HOW TO COMPLETE THIS TASK: Leaving the images aside, print every record in the material exactly.

Segment Start: EXCERPTED RECORDS

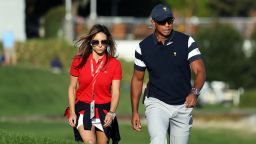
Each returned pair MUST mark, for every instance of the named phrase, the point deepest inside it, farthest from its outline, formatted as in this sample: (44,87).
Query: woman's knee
(89,141)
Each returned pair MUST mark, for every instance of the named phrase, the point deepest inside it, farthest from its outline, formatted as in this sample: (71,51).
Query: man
(169,56)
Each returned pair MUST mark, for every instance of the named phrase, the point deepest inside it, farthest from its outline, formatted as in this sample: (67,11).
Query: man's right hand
(136,125)
(72,120)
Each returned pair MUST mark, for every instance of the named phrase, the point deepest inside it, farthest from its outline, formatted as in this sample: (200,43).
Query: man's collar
(168,41)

Segment End: EXCERPTED RECORDS

RESPONSE:
Each returned pair MUST mark, for every instance of the named phrase, the point deepest inside it, farthest from its outline, formatted as in this sample: (44,87).
Query: woman's knee
(89,141)
Each returned pair MUST mark, for every instance of the named phrase, the point deepest inside it, farthest from its outline, formatted as in this sample: (71,51).
Query: man
(169,56)
Each returned pair MUST mark, for every instance of the named phrase, the point deepest inside it, farthest from its outline, formatted as in this sample: (67,11).
Query: man's right hand
(136,125)
(72,120)
Each returned pair MUST mark, for every instance of the named phrase, the point deepest inside it, farthest from its outline, formatted as in this sample: (200,43).
Query: man's collar
(168,41)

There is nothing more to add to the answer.